» **AIM OF THE EXERCISE**: Pull out every line of the rows below that contains the string "faucet", matching case exactly.

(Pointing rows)
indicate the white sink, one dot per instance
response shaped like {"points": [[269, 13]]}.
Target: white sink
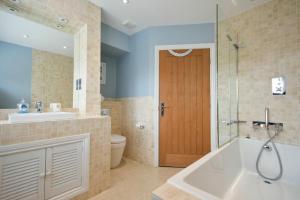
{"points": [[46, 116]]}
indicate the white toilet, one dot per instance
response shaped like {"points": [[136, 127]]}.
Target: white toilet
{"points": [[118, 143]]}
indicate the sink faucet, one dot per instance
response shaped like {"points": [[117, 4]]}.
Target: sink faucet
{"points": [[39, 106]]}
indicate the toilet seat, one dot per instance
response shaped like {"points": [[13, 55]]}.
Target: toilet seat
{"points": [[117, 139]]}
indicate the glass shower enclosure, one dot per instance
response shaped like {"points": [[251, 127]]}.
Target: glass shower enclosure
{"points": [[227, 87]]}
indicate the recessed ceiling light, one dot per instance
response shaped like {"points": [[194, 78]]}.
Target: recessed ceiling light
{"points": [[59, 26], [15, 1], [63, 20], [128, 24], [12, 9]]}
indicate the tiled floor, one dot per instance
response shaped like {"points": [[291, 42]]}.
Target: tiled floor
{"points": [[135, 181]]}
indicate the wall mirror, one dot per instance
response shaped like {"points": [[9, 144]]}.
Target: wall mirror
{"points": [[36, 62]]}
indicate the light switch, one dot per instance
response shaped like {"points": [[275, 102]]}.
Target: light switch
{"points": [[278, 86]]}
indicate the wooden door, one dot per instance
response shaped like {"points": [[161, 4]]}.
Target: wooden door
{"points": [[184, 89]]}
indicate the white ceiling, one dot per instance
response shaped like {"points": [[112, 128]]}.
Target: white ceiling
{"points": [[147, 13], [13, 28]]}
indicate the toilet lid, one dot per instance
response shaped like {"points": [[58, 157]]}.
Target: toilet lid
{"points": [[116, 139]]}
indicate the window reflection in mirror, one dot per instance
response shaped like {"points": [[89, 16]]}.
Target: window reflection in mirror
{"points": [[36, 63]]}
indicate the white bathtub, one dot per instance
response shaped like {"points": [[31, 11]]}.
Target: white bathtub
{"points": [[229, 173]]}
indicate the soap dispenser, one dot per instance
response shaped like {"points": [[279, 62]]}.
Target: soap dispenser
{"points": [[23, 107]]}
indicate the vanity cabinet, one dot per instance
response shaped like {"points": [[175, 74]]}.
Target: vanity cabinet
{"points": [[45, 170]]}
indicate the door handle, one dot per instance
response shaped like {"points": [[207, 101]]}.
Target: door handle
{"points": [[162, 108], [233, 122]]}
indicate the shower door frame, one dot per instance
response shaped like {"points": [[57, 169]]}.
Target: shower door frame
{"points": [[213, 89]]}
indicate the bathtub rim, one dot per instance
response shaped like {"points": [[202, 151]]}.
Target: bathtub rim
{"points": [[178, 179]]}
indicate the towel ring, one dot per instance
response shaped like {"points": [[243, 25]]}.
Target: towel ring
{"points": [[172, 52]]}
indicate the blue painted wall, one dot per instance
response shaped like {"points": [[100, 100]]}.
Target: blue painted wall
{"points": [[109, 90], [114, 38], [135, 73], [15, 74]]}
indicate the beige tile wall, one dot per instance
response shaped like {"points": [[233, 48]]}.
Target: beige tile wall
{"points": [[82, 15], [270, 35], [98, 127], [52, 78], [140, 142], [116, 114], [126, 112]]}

---

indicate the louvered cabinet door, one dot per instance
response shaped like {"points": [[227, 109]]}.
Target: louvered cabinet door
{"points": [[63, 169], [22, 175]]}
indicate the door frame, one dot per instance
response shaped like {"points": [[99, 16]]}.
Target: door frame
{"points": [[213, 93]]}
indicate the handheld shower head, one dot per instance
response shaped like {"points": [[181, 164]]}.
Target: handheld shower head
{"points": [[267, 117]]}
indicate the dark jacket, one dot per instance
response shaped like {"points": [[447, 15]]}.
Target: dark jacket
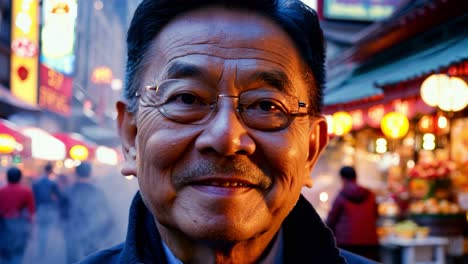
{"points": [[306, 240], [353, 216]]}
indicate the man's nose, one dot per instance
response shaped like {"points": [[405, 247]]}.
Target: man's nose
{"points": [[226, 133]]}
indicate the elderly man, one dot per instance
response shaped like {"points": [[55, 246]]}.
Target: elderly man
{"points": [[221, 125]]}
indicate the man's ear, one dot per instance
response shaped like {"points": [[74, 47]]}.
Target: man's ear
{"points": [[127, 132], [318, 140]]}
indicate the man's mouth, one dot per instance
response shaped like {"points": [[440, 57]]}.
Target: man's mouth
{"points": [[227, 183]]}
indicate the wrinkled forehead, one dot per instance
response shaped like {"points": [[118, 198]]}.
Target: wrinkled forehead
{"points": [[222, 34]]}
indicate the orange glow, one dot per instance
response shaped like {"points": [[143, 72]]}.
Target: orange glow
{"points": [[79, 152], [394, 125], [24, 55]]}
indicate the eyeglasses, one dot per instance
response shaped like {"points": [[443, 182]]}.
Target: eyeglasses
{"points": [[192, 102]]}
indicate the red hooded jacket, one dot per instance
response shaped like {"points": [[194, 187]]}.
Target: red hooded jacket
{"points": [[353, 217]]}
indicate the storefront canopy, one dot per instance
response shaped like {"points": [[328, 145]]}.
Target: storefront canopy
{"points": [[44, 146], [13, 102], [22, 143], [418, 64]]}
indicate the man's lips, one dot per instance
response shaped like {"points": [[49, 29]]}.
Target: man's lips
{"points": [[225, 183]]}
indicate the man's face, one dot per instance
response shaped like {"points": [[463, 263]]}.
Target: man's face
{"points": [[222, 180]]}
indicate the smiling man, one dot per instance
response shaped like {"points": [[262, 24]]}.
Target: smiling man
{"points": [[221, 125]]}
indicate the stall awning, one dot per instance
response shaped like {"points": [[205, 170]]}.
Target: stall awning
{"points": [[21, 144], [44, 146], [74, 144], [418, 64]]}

» **WRITTEN REPLY**:
indicate the sink faucet, one dot per instance
Target: sink faucet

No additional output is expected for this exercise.